Object location annotation data
· · · · · · ·
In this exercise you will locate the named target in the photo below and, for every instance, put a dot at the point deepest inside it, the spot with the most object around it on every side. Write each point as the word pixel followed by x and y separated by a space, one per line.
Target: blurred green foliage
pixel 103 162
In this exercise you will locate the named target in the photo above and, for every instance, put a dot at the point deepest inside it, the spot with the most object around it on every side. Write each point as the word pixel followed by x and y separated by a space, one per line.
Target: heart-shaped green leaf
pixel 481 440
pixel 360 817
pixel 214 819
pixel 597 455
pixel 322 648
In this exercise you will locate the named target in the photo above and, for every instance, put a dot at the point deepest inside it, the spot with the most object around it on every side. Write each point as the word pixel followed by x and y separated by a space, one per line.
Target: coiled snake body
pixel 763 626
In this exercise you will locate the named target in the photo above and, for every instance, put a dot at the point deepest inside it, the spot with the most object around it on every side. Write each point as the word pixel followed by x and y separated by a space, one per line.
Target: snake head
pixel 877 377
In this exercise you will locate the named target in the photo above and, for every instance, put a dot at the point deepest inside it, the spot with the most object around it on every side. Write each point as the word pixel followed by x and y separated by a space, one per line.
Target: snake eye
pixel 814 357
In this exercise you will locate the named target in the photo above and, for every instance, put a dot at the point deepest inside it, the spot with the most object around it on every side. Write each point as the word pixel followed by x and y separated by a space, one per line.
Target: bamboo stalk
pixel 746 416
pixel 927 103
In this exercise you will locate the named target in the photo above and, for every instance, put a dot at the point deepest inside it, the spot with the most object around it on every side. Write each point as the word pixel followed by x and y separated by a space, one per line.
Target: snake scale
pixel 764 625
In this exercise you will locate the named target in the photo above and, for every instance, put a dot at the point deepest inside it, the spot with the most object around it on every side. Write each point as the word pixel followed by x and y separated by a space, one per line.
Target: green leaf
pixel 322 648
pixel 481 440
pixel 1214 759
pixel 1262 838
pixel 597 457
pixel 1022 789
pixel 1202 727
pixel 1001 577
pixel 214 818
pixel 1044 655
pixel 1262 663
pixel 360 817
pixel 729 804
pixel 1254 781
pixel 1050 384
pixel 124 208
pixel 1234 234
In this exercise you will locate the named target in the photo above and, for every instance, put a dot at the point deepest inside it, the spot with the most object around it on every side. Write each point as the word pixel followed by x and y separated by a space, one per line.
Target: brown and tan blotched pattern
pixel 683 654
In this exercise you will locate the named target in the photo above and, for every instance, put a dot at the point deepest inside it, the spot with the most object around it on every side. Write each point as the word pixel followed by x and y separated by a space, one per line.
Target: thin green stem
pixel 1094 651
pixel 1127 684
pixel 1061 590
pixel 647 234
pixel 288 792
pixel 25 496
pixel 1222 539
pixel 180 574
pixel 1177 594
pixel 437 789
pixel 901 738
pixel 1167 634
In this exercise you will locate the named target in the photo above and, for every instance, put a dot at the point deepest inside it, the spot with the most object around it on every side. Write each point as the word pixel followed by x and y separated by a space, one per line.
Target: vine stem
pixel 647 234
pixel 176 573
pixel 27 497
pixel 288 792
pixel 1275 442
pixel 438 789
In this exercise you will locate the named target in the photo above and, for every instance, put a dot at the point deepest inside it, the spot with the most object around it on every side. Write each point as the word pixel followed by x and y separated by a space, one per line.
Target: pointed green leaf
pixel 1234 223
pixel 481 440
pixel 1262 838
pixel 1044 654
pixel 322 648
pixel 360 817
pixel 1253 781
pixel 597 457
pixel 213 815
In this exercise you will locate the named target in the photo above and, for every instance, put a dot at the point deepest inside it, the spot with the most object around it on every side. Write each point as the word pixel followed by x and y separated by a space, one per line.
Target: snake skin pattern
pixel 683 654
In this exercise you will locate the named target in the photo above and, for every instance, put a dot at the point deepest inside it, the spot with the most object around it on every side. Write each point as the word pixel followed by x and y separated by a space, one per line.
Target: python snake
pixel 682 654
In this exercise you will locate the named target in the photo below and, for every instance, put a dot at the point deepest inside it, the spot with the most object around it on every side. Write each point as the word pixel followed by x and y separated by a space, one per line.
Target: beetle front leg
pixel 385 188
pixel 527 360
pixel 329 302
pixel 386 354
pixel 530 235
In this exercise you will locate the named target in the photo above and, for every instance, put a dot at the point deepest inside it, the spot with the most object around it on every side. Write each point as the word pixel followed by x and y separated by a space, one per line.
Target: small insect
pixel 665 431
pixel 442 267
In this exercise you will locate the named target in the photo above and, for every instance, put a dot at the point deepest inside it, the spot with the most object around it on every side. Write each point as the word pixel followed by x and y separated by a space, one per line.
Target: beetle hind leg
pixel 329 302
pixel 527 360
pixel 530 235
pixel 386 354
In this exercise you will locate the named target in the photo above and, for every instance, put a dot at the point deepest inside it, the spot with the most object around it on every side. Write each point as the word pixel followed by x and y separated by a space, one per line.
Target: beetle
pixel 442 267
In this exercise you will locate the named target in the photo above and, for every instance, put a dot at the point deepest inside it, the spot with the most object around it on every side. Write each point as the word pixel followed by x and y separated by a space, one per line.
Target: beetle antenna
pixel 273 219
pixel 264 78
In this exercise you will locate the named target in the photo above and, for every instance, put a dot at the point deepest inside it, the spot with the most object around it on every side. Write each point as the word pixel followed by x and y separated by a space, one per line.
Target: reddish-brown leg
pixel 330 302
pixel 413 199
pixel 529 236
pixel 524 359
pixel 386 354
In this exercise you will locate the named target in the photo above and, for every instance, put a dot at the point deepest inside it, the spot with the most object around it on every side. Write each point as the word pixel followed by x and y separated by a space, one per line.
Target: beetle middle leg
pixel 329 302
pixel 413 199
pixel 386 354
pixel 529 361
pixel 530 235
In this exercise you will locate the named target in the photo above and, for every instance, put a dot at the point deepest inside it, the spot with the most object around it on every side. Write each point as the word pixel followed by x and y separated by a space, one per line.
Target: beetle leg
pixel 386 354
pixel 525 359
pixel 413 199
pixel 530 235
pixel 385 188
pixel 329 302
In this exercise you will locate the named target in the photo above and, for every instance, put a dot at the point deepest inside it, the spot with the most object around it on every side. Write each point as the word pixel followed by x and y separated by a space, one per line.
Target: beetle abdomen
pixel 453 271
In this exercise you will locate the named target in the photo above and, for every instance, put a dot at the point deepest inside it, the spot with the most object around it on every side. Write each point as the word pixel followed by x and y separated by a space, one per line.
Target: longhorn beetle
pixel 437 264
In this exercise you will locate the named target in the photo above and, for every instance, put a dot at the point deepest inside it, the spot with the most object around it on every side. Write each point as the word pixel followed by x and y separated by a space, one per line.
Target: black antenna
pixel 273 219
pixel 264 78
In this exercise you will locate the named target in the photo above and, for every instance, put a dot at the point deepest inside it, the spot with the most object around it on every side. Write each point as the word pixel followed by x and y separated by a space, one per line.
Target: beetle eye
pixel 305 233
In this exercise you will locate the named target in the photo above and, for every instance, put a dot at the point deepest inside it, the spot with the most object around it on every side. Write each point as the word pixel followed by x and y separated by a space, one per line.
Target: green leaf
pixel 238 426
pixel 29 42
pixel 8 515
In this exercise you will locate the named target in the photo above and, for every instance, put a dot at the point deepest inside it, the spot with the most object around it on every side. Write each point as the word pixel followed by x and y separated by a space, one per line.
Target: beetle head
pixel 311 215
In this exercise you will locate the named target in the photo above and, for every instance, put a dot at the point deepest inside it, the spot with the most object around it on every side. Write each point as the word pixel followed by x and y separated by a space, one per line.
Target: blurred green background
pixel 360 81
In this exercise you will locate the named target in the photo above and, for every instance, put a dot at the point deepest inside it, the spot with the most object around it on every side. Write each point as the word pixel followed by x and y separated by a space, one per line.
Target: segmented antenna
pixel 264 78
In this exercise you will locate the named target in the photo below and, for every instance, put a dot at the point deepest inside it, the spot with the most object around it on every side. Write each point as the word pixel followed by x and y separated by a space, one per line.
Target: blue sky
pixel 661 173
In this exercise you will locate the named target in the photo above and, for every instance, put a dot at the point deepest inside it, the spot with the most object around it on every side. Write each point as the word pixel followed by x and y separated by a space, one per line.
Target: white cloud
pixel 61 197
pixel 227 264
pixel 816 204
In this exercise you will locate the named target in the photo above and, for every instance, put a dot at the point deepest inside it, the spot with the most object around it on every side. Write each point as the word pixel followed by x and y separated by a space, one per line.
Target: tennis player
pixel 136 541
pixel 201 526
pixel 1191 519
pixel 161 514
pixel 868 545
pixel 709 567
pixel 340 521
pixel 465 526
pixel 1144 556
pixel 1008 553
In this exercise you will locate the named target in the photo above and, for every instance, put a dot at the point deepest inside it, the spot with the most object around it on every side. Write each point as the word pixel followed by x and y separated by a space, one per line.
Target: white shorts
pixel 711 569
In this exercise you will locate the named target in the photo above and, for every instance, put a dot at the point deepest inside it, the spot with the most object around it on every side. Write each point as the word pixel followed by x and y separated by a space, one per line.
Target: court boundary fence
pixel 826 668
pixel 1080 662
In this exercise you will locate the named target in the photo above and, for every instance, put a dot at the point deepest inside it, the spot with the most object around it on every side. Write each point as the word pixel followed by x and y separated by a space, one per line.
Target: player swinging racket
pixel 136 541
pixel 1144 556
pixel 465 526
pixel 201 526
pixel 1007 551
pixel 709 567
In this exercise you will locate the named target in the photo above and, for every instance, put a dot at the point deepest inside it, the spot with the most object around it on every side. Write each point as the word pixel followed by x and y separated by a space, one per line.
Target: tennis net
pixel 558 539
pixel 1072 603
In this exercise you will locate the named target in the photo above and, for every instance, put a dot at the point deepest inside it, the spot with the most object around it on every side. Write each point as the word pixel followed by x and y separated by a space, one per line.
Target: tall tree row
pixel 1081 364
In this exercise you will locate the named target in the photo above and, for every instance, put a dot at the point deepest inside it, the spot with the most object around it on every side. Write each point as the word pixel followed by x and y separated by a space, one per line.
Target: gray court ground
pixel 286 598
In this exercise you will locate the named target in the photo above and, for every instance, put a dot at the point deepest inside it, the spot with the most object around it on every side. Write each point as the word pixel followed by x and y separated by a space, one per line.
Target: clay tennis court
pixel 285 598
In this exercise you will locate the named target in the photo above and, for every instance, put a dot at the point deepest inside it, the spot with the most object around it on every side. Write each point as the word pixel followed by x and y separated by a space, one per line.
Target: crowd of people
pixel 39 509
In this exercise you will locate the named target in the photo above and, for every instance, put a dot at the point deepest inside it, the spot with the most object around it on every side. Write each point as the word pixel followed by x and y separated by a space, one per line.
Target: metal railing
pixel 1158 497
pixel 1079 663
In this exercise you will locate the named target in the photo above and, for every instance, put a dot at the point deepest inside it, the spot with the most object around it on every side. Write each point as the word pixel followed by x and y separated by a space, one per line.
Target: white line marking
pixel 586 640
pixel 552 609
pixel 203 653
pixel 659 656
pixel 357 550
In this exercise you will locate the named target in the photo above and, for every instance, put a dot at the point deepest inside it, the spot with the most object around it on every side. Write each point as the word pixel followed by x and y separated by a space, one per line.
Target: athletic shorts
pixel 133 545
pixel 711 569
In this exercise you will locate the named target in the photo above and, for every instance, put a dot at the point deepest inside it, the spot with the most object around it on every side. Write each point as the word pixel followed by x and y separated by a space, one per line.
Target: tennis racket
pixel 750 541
· · · · · · ·
Render everything from the first of the rows down to and including the line containing "pixel 103 162" as a Markdown table with the columns No. and Line, skipping any blank lines.

| No. | Line |
|---|---|
| 1 | In this exercise you will locate the named target in the photo below and, for every instance, put a dot at the point deepest inside it, the spot with the most object around it on every side. Write each point as the word pixel followed by x and y separated by a space, one per line. |
| 2 | Target: blurred green foliage |
| 3 | pixel 103 162 |